_What is expected_
Extract the full set of records, then give each one again exactly.

—————

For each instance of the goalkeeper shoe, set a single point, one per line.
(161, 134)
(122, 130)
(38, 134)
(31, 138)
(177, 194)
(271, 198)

—————

_Task output_
For each instance of the goalkeeper shoe, set a single point, one per line.
(161, 134)
(122, 130)
(38, 134)
(31, 138)
(177, 194)
(271, 198)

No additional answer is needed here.